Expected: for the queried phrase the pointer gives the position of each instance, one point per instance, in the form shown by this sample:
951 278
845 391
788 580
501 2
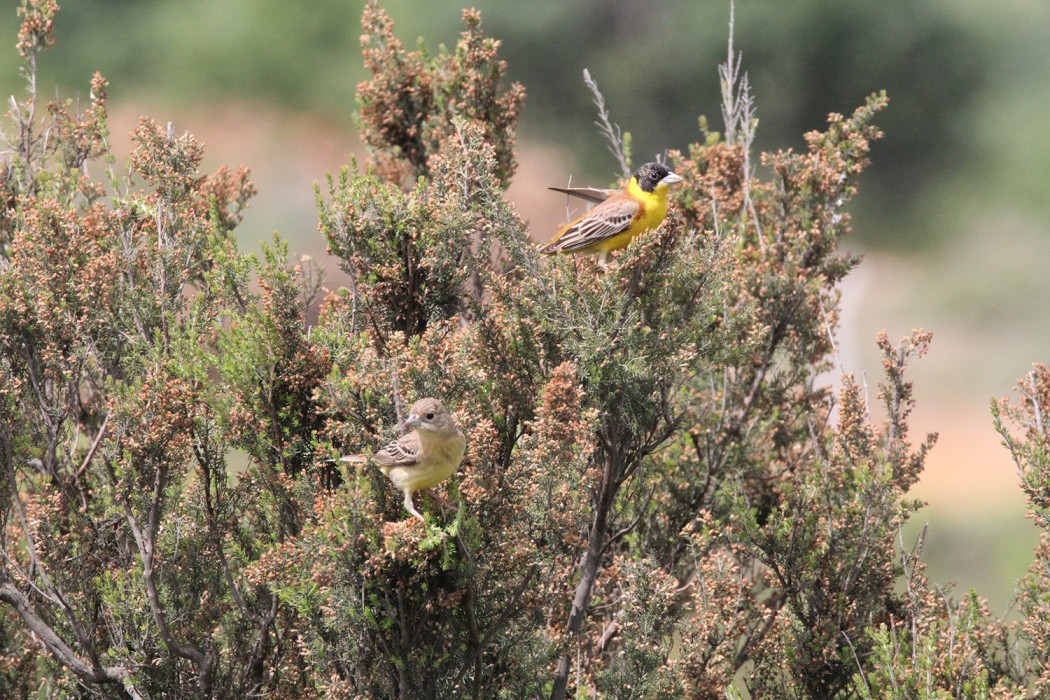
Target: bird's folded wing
594 194
609 218
404 452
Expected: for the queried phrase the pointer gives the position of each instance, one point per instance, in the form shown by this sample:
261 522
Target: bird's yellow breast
438 462
652 208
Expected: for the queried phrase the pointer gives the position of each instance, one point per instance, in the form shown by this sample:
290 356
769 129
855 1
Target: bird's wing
403 452
589 193
609 218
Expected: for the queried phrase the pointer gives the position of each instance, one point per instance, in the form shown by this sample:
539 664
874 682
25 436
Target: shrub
659 496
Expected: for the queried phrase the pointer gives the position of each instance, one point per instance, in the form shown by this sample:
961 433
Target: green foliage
659 497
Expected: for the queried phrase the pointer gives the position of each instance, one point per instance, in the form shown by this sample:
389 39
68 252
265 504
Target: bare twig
609 130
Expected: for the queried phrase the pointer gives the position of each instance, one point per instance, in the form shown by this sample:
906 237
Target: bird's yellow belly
416 478
653 217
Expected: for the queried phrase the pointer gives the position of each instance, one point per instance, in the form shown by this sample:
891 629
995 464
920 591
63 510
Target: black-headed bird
617 218
423 458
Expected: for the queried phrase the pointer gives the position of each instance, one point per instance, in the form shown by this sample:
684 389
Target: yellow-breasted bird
616 219
423 458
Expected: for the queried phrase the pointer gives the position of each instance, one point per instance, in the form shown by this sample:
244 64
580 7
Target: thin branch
611 131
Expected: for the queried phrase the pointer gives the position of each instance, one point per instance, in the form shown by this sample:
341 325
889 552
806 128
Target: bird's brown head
652 174
429 416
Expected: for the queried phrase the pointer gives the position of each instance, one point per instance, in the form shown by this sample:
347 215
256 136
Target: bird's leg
411 507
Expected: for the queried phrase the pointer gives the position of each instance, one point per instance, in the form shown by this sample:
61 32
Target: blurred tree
652 62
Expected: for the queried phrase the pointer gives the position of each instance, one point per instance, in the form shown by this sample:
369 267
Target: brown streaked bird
423 458
617 217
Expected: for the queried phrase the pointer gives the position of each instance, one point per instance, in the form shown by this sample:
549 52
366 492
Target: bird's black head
652 174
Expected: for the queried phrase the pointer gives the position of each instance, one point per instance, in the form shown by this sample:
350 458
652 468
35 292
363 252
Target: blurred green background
951 216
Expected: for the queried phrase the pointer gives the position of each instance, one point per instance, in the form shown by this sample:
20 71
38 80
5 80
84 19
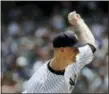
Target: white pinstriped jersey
45 81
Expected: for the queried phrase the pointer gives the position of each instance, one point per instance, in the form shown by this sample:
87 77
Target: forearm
85 34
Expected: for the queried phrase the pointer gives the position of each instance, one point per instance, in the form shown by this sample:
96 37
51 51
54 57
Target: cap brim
77 45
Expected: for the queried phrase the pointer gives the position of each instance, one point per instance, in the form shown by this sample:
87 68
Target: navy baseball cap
66 39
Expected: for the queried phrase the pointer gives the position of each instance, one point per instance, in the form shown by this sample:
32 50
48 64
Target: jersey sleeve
85 56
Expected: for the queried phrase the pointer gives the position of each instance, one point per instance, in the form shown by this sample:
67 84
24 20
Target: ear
62 49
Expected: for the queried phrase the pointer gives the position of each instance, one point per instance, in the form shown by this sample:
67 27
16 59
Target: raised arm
85 35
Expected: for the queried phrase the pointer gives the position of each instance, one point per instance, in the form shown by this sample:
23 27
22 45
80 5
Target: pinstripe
44 81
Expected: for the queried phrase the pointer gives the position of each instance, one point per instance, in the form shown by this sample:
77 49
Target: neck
58 64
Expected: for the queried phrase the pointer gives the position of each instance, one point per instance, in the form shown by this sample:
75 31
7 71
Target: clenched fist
73 18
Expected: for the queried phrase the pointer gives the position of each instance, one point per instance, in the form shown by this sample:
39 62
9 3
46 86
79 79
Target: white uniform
46 81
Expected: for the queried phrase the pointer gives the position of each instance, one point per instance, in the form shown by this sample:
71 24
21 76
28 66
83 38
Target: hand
73 18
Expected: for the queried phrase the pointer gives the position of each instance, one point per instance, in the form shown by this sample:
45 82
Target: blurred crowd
26 41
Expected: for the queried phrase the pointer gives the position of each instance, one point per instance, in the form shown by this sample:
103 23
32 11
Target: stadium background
26 32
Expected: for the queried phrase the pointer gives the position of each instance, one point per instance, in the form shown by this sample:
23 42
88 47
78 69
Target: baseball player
59 75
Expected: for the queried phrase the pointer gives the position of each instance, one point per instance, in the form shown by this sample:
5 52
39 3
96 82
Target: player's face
71 53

§ **WHAT YOU SHOULD DO**:
Above are records to transcribe exactly; leave their pictures out.

§ **TASK RESULT**:
Expected: for the queried phrase the pointer gives the position of each instance, one point per instance, in the form shown by this sample:
951 278
845 391
788 580
501 2
Target: bird's folded wing
594 194
609 218
404 452
Expected: for the queried phrase the pointer gives the position of each instance, one point per instance, in the form shown by this sample:
261 522
Target: bird's yellow breast
438 462
652 208
Expected: for the queried phrase the pointer gives the position of each instance, one point per instance, in the form shown by this sample:
290 356
769 129
855 1
Target: bird's wing
403 452
589 193
609 218
Expected: for the queried phrase the pointer gives the position of each instance, one point per instance, in the form shown by this sample:
539 664
874 682
25 436
Target: shrub
659 496
Expected: for the queried phrase the pointer gives the position of each instance, one point per instance, in the form shown by this sample:
961 433
Target: green foliage
659 497
Expected: for the queried phrase the pointer gives the position of each instance, one point per instance, in the form shown by this sample:
389 39
68 252
265 504
Target: bare twig
609 130
Expected: for the queried phrase the pointer gives the position of each instance, one point per instance, in the form shown by this sample:
906 237
Target: bird's yellow belly
416 478
653 217
Expected: for the queried phrase the pointer gives the position of each instance, one point per instance, in the form shown by this sample:
891 629
995 464
920 591
63 510
Target: black-headed bird
617 218
423 458
Expected: for the queried phrase the pointer gives the position of each instance, one point per instance, in the form shown by this sample:
684 389
Target: yellow-breasted bird
616 219
423 458
Expected: for the queried phrase the pointer gives the position of each instance, one point per instance, in the form shown by this sample:
244 64
580 7
Target: thin branch
611 131
Expected: for the queried phrase the pointer gives the position of each instance, one point per instance, in the form shown by this sample:
341 325
889 552
806 128
Target: bird's brown head
652 174
429 416
Expected: for the queried phrase the pointer gives the position of each instance, one point per instance, in the form shown by this sample:
347 215
256 136
Target: bird's leg
411 507
Expected: for the queried phrase the pointer gives the position of each instance, one point per instance, in the form shown by this sample:
61 32
Target: blurred tree
652 62
Expected: for the queried phrase the pointer gives the position of each instance, one point per instance, in the form shown by this sample:
369 267
Target: brown streaked bird
423 458
617 217
Expected: for the queried phrase the pointer gives the position of each instance, one point per instance, in the form shown by this sample:
549 52
366 492
Target: bird's black head
652 174
Expected: for the queried phrase the pointer gives the position of each instance, one point per instance, in the form shown by this sample:
350 458
652 468
35 292
363 252
Target: blurred green background
951 216
Expected: for the queried phrase the pointer gives the position of each instance, one point per instance, in the form shown by this sample:
20 71
38 80
5 80
84 19
Target: white pinstriped jersey
45 81
Expected: for the queried phrase the pointer gives the position of each instance, one point per instance, in the form shown by this sample:
87 77
Target: forearm
85 34
Expected: for the queried phrase the pointer gives the position of each instance, one point per instance, in the form shown by this sample:
96 37
51 51
54 57
Target: cap brim
77 45
Expected: for the queried phrase the pointer gives the position of each instance, one point per instance, in the form shown by this sample:
87 68
Target: navy baseball cap
66 39
Expected: for the queried phrase the pointer gives the position of each instance, one point per instance, in the form shown by this sample:
32 50
48 64
Target: jersey sleeve
85 56
Expected: for the queried phrase the pointer gives the position of each instance, one point per instance, in the form shown by this sample:
67 84
24 20
Target: ear
62 49
Expected: for the queried phrase the pointer gives the position of each instance, one point per instance, in the form shown by this sample:
67 27
16 59
Target: raised arm
85 35
Expected: for the queried phrase the pointer gives the position of each instance, one point per instance, in the form shown by this sample:
23 27
22 45
80 5
Target: pinstripe
44 81
Expected: for the queried phrase the pointer gives the position of each instance, one point per instance, in the form shown by this sample:
77 49
Target: neck
58 64
Expected: for the queried phrase the pointer gives the position of each instance, one point per instance, in the form shown by this sample:
75 31
7 71
Target: clenched fist
73 18
Expected: for the queried phrase the pointer gives the position of each instance, one point per instance, in the form shown by this sample:
39 62
9 3
46 86
79 79
Target: white uniform
46 81
Expected: for the queried phrase the pointer gives the position of each instance, one point per instance, in the form shown by this sample:
71 24
21 76
28 66
83 38
Target: hand
73 18
Expected: for the queried phrase the pointer gives the position of each instance, one point per instance, in the form shown by this sample:
45 82
Target: blurred crowd
26 41
Expected: for the queried phrase the pointer gives the position of each instance, one point per instance, in the form shown by this sample:
103 23
32 11
Target: stadium background
26 32
Expected: for the queried phrase the pointer gives the position of each instance, one point per instance, in the form shown by this sample:
23 42
88 47
78 69
Target: baseball player
59 75
Expected: for the queried phrase the pointer gives the position of each instance, one point per instance, in the form shown by this sample:
5 52
39 3
96 82
Target: player's face
71 53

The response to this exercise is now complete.